Excerpt to read:
※ ※ ※

As doctors, we strive on providing our patients with on-going, quality, and effective treatments for all health-related issues, but not many really tackle issues such as “dry mouth,” or xerostomia. Dry mouth specialists don’t exist, but dentists, periodontists, and ENT specialists do — and as a dentist with expertise in all oral health, your xerostomia issue can be thoroughly evaluated and handled. Knowing and understanding the causes and how oral health really works helps me provide my patients with the proper dry mouth treatment they need to help them live a burden-free life or one that doesn’t get affected by xerostomia. So, why do you have a dry mouth?
What Causes Dry Mouth?
Many factors contribute to someone developing xerostomia, which is essentially dry mouth brought on by a decrease in levels of saliva. Though often being symptomatic of underlying diseases or other medical conditions, it also finds its root in various side-effects as well as factors such as weather, sleeping habits, and more.
Amongst these, one of the most common causes comes from prescription drugs and over-the-counter medications such as antidepressants, decongestants, antihistamines, painkillers, diuretics, and many, many more. Of these remedies, the urological meds rank highest in the probability of causing the dry mouth to those taking the drug.
However, meds are just one part of the equation. There are health factors, illnesses, and treatments that may cause dry mouth. These range from:
- radiation therapy for head and neck cancers
- Sjogren’s syndrome
- infection or disease of the salivary gland
- salivary gland removal
- auto-immune disease
- eating disorders
Several cases of dry mouth are associated with dehydration, pregnancy, menopause, and emotional stress. In the case of pregnancy, hormonal changes may cause such a reaction, along with gingivitis and other oral issues like thrush. Habitual causes ranging from mouth breathing, sleeping with your mouth open, and smoking can aggravate this oral condition even more.
Why Is Saliva So Important To Us?
Saliva‘s importance lies in what it does and what it brings to your body. A natural mouth lubricant, so to speak, it is what helps you chew, taste, or intake food. Saliva also plays a role in dental health, preventing tooth decay. It coats all the soft tissue in the moth, bathes the teeth to help prevent cavities and infections, and contains the substances needed to enable your body to digest and ingest food.
With the salivary production compromised, an individual will be far more prone to yeast infections (or thrush in this case), periodontal disease, gingivitis, burning sensations in the mouth, acids, dental deterioration, and difficulty swallowing or ingesting food, which can result in choking. When a mouth is dry and gums are inflamed as a result, germs can form and the accumulation can result in bad breath, or halitosis if we’re being technical. Thankfully, we also offer solutions to this.
What Can I Do To Prevent Dry Mouth?
Dehydration shouldn’t be taken lightly, as not only being a leading cause of xerostomia but also doubles as a symptom for many medical conditions. Though it’s a little on the nose, for starters, increasing your water consumption can go a long way in helping you alleviate the symptoms of xerostomia. Other times, alternative saliva substitutes may be brought in to keep the soft tissues of your mouth lubricated and moist, such as xylitol or mouth spray.

※ ※ ※

Provided material:
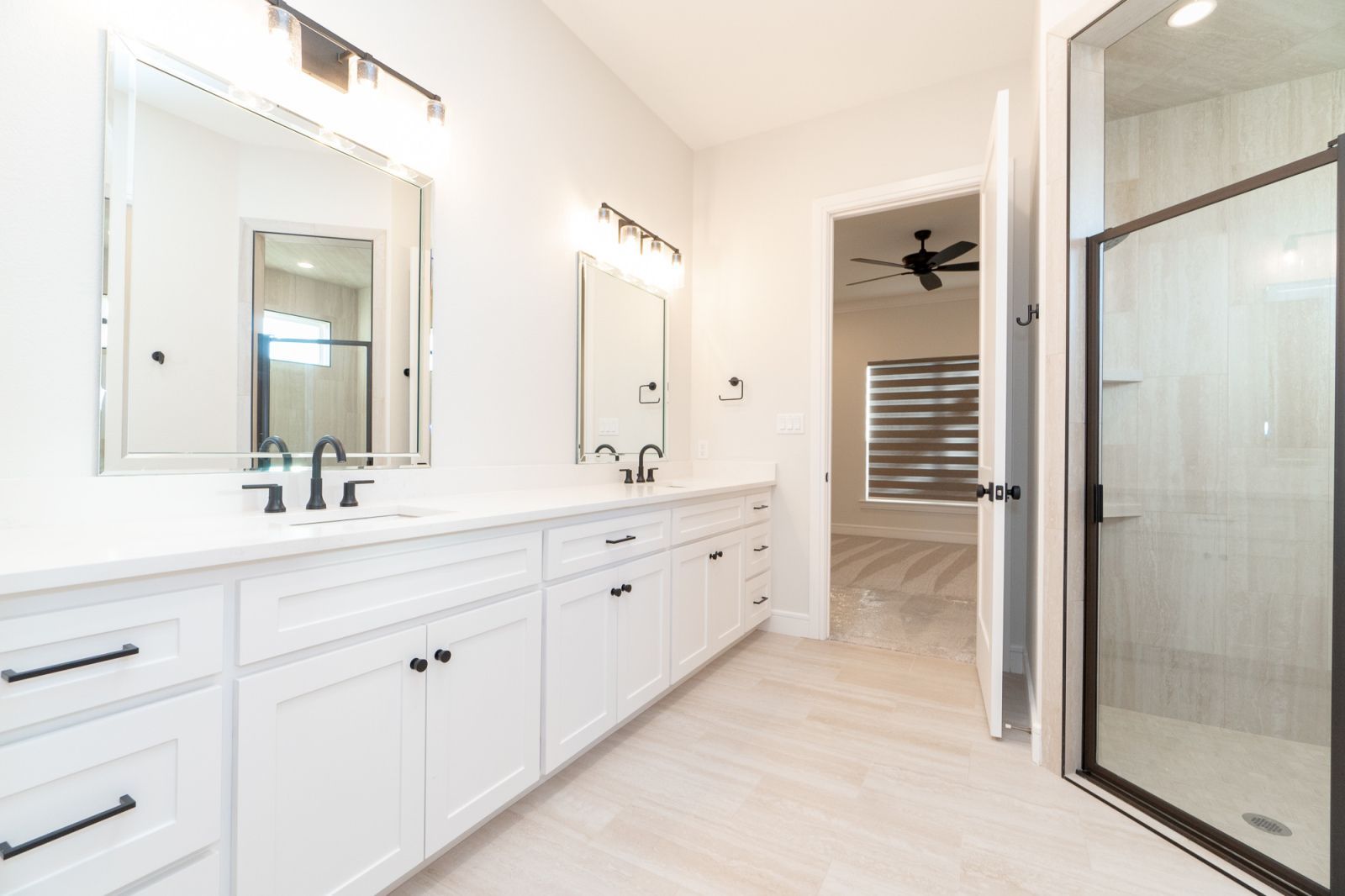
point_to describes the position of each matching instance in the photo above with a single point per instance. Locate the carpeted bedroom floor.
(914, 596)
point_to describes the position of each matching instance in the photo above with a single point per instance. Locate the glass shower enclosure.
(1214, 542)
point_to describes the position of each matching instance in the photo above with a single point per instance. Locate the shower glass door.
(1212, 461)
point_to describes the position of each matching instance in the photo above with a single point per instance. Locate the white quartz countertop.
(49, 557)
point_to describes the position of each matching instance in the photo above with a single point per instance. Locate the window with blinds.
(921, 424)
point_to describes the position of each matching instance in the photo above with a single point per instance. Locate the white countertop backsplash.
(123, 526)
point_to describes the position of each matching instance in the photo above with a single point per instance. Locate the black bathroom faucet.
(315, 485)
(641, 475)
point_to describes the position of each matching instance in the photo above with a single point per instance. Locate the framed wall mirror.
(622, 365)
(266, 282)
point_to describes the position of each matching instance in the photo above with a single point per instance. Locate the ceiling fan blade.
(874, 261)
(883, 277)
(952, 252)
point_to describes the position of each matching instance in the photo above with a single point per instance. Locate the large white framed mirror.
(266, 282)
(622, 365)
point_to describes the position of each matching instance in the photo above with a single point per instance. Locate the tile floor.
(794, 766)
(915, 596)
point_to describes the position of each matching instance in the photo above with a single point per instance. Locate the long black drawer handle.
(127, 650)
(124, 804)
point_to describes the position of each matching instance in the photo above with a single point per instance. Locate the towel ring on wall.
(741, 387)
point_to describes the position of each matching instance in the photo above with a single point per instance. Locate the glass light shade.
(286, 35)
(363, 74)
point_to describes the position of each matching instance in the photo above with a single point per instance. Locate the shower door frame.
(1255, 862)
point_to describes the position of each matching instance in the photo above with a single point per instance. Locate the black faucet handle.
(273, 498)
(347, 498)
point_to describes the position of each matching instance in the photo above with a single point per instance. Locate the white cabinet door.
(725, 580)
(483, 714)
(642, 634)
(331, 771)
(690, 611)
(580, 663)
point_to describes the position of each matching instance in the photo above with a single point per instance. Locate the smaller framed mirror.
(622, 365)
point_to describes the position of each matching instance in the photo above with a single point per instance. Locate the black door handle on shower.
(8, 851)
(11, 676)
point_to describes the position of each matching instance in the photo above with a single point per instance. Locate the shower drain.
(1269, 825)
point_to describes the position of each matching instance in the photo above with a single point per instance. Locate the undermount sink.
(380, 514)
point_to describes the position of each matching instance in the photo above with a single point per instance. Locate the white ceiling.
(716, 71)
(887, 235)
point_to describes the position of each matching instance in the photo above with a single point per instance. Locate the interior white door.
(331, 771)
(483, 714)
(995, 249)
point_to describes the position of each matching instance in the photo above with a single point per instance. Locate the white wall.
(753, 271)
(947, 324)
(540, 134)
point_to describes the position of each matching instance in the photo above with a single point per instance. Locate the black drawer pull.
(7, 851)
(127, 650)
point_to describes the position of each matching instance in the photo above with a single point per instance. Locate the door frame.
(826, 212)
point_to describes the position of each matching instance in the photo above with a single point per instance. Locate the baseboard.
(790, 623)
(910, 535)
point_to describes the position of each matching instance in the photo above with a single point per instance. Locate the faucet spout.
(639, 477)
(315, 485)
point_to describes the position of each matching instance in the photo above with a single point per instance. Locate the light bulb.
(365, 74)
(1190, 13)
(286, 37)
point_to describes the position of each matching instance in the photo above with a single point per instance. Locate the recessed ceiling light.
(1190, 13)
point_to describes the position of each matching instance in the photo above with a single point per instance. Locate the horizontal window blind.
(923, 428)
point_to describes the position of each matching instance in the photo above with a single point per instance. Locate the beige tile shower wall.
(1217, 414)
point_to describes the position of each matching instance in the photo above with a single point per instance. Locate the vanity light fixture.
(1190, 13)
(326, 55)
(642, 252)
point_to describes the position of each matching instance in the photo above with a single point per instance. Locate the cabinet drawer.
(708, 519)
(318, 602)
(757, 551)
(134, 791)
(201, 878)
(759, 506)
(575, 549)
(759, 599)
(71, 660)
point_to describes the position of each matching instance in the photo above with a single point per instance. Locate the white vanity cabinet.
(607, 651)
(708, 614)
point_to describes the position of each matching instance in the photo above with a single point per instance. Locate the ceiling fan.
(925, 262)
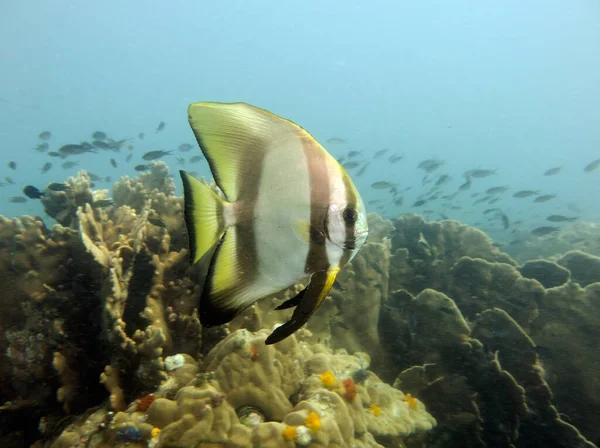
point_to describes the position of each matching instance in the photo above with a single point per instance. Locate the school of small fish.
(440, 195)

※ ※ ※

Required action A:
Using the dry mouth article, decide whether each statement agrees with it: (i) among medications, urological ones are the most likely to cause dry mouth; (ii) specialists devoted only to dry mouth exist; (iii) smoking is named as a habit that can worsen dry mouth. Answer yes or no for each, and quote the words of the article that decide it.
Required action B:
Restate word for word the part of the dry mouth article starting with "Many factors contribute" and going on through "taking the drug.".

Exercise answer A:
(i) Yes: "Of these remedies, the urological meds rank highest in the probability of causing the dry mouth to those taking the drug."
(ii) No: "Dry mouth specialists don’t exist"
(iii) Yes: "Habitual causes ranging from mouth breathing, sleeping with your mouth open, and smoking can aggravate this oral condition even more."

Exercise answer B:
Many factors contribute to someone developing xerostomia, which is essentially dry mouth brought on by a decrease in levels of saliva. Though often being symptomatic of underlying diseases or other medical conditions, it also finds its root in various side-effects as well as factors such as weather, sleeping habits, and more.
Amongst these, one of the most common causes comes from prescription drugs and over-the-counter medications such as antidepressants, decongestants, antihistamines, painkillers, diuretics, and many, many more. Of these remedies, the urological meds rank highest in the probability of causing the dry mouth to those taking the drug.